* BRIEF *
Pull out every line of the items below that contains the word "Respond", matching its case exactly, and copy each such line in full.

* RECORD EXTRACTS *
============

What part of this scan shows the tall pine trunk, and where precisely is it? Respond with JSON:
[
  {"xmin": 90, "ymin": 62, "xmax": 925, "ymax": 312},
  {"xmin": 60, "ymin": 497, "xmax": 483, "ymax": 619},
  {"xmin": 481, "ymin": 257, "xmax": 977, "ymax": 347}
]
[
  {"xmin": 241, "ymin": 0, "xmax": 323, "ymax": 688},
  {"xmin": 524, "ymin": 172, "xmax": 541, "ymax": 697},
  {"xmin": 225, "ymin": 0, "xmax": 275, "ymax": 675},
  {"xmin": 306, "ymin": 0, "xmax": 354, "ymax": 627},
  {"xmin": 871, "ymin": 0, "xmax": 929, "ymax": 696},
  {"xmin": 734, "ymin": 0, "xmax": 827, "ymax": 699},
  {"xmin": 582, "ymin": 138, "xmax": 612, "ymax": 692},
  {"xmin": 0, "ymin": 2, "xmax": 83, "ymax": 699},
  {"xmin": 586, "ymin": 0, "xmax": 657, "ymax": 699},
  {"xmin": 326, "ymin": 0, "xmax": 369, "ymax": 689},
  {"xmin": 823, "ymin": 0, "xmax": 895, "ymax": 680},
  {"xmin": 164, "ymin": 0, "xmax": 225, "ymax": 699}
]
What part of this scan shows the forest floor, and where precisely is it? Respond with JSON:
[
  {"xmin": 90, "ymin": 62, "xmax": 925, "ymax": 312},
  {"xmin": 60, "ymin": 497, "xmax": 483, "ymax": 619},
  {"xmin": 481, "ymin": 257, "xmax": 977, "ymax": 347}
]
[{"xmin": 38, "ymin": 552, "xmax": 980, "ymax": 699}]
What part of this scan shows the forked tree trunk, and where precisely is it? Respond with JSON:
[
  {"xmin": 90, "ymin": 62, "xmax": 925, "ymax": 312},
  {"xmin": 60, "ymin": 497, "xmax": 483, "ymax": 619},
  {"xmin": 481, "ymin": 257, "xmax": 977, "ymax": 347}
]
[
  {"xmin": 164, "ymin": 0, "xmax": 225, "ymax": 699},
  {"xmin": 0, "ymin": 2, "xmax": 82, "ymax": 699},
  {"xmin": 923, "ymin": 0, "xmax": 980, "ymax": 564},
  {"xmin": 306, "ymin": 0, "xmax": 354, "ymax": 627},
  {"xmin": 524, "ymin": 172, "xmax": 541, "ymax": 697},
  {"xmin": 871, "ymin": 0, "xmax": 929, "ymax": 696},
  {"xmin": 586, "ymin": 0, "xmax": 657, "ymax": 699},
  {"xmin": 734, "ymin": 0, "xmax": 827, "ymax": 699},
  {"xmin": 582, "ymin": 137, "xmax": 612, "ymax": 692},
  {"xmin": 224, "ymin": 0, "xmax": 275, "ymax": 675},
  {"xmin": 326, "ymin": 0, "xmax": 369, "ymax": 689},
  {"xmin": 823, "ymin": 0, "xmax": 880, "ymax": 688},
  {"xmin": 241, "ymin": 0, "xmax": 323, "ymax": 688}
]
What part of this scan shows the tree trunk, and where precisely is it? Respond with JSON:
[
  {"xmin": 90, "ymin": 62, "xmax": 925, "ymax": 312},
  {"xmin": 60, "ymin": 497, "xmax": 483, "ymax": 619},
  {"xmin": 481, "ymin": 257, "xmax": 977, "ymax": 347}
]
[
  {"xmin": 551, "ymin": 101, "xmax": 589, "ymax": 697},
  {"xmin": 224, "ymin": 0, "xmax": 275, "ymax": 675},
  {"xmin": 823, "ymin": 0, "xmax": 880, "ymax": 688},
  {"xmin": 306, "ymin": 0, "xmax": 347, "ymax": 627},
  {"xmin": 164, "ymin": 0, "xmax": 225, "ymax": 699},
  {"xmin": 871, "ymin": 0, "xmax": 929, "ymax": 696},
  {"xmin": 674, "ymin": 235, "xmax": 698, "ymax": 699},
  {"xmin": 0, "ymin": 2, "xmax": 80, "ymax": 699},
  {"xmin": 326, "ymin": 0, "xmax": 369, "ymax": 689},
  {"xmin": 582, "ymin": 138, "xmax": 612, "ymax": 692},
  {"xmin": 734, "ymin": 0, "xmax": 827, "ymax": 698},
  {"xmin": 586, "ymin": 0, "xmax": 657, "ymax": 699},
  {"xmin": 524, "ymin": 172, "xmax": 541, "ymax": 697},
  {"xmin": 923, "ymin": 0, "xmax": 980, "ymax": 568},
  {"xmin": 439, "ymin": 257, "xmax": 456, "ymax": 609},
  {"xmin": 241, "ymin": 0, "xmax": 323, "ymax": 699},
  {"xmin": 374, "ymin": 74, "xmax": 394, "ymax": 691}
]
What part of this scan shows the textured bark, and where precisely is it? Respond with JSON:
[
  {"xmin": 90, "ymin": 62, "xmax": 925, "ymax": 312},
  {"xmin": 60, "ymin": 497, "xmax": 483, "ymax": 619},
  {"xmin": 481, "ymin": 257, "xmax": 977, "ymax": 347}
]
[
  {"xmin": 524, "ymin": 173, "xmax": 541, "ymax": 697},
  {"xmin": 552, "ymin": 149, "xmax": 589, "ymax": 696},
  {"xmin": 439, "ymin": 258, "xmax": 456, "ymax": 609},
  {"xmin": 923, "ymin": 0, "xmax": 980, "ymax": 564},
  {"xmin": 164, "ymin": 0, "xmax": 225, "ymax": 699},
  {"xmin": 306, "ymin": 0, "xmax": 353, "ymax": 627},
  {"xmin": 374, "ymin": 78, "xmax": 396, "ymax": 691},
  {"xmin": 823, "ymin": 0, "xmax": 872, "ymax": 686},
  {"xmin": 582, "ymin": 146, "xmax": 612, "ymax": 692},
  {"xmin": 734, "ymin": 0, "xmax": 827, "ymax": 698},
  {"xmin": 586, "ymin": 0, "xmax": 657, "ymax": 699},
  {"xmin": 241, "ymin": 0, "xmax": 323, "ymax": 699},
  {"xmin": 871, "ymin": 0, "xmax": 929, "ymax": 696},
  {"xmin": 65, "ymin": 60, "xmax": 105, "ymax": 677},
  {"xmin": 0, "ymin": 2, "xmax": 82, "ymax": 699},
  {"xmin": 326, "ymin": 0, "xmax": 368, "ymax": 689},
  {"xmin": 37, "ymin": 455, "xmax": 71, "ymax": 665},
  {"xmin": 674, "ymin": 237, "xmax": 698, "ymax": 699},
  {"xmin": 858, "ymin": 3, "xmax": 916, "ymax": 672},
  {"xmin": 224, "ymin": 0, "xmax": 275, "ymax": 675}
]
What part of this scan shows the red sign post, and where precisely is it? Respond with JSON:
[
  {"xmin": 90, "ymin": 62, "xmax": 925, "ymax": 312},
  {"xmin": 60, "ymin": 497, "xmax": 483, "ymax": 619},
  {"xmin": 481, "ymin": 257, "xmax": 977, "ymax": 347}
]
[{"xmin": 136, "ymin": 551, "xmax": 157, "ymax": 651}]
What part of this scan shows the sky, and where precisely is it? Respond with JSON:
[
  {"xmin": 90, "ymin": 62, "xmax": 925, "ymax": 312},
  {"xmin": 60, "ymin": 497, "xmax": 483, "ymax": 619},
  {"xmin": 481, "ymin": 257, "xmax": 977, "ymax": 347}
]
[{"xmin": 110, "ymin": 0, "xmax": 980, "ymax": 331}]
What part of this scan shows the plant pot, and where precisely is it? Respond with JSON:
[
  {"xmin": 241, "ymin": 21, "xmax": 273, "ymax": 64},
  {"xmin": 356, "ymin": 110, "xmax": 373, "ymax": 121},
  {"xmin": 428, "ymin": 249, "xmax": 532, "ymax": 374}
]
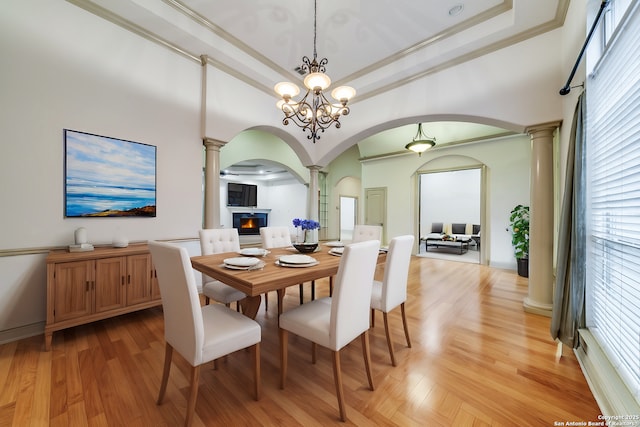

============

* COMPLETED EXERCISE *
What part of this scan shows the tall pine trunk, and where precisely is it? Respond with JSON:
What part of this scan shows the forest floor, and where precisely is it? Respond with JSON:
What part of this scan shows the forked tree trunk, and where precisely is it? Respond with JSON:
What part of this scan shows the tree trunk, and where precisely is it? Respond with JSON:
What part of this scan shows the textured bark, and where precisely is it? Respond with JSON:
What part of this scan shows the red sign post, and where precisely is it? Respond with JSON:
What part of this scan shows the sky, and where precisely is it? Respond with JSON:
What part of this scan shows the plant pot, and where precisely is it? Respond with JSON:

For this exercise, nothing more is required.